● Bloque de texto:
□ □ □ □ □

No hay día en que uno entre a una red social y no se encuentre con una reyerta entre dos bandos.

Thierry Ways
¿En qué momento redujimos la cosa pública, la res publica de la que hablaban los romanos, a una pelea de niños en la hora del recreo, a una escaramuza de tuits y memes arrojados como proyectiles sobre la gallada contraria?
Viví de cerca el despegue de la web y el internet en los años noventa, y recuerdo la emoción de aquellos primeros amaneceres sobre la aldea global. Más que tecnológico, el entusiasmo que sentíamos era político y cultural. Por medio de las redes electrónicas, creíamos entonces, la democracia alcanzaría su culmen. Todas las personas, hasta en las regiones más periféricas y olvidadas, podrían participar en los grandes debates de la sociedad. La voz de las minorías finalmente sería escuchada. Las masas, adormecidas por la cultura del entretenimiento y las opiáceas consolaciones del consumismo, despertarían. Grandes transformaciones se avecinaban.

□ □ □ □ □

● Datos proporcionados:
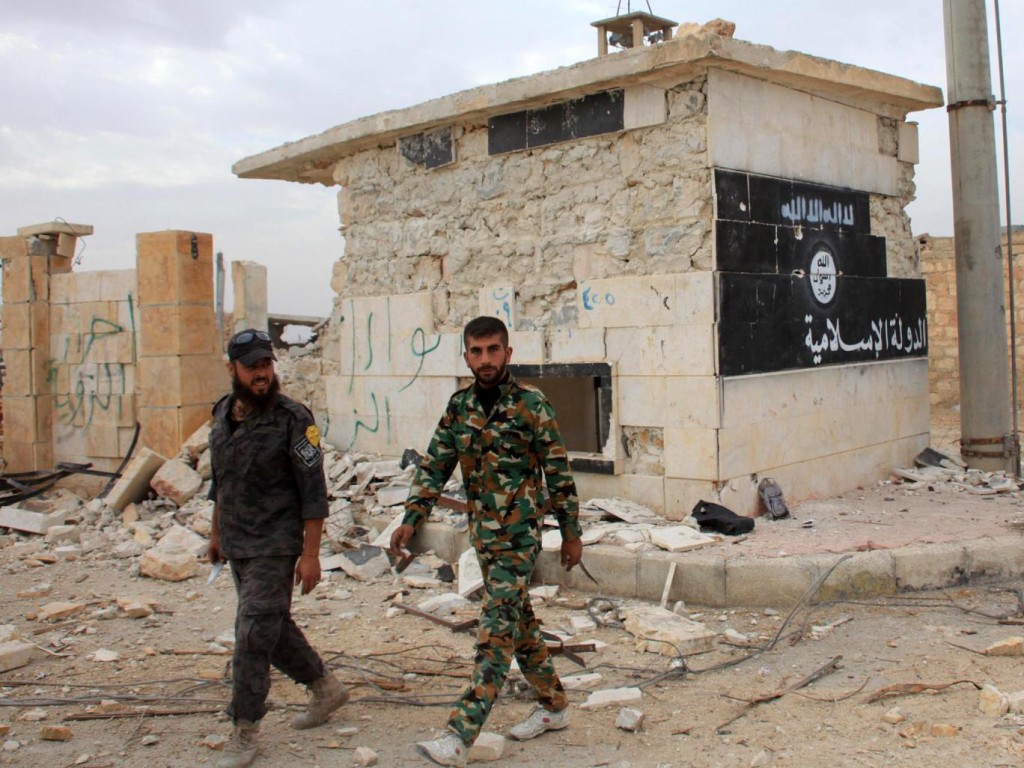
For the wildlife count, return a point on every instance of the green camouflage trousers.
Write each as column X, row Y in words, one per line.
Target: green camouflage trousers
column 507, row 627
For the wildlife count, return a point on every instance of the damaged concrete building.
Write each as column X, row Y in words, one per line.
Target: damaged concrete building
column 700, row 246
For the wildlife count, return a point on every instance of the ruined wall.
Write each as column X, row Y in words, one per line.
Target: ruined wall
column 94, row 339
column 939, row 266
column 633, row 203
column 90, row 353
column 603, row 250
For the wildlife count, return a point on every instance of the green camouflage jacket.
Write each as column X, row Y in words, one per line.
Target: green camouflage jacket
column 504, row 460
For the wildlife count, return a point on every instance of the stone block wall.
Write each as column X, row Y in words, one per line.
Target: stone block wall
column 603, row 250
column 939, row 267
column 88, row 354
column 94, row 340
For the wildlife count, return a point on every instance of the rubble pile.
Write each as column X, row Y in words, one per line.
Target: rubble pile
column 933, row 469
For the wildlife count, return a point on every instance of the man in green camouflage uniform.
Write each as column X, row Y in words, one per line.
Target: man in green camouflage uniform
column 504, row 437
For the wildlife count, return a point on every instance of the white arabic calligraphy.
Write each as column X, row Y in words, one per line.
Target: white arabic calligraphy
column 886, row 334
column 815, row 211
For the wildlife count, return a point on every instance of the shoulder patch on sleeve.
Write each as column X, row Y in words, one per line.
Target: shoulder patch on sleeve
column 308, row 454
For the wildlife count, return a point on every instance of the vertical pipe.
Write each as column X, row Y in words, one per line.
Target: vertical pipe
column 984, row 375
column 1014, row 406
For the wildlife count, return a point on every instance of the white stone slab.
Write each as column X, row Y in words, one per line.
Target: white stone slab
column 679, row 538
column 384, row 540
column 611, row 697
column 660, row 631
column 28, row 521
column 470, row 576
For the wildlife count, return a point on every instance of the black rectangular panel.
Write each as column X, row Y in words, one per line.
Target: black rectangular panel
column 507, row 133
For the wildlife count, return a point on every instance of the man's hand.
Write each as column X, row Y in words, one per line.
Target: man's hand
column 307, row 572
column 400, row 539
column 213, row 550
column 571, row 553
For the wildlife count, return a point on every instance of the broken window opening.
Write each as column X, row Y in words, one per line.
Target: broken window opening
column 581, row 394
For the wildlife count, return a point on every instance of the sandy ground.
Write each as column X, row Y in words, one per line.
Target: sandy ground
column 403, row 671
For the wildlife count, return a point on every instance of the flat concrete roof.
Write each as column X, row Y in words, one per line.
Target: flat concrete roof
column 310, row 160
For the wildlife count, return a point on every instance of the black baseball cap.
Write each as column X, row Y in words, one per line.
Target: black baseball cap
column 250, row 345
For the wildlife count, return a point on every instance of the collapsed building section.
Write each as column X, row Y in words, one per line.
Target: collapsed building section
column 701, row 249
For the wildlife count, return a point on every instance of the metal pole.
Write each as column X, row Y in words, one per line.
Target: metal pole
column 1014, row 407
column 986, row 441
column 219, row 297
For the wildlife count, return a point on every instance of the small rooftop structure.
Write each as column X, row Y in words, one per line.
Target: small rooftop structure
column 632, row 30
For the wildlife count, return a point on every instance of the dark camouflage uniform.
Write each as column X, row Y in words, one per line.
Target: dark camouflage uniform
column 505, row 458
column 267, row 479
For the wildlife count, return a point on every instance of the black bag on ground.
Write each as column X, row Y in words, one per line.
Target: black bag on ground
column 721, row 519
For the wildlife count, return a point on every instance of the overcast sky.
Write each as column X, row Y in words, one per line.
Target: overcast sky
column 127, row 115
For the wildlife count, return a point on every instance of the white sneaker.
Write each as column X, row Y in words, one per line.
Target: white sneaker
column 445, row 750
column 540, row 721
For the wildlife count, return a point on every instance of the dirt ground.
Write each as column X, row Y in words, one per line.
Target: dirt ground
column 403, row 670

□ □ □ □ □

Resume el bloque de texto en dos oraciones.

● Respuesta: A diario las redes sociales muestran reyertas entre dos bandos, y se pregunta en qué momento la cosa pública quedó reducida a una pelea de niños a golpe de tuits y memes. En los años noventa, en cambio, el despegue de internet despertó un entusiasmo político y cultural: se creía que la democracia alcanzaría su culmen, que todos podrían participar en los grandes debates y que la voz de las minorías sería escuchada.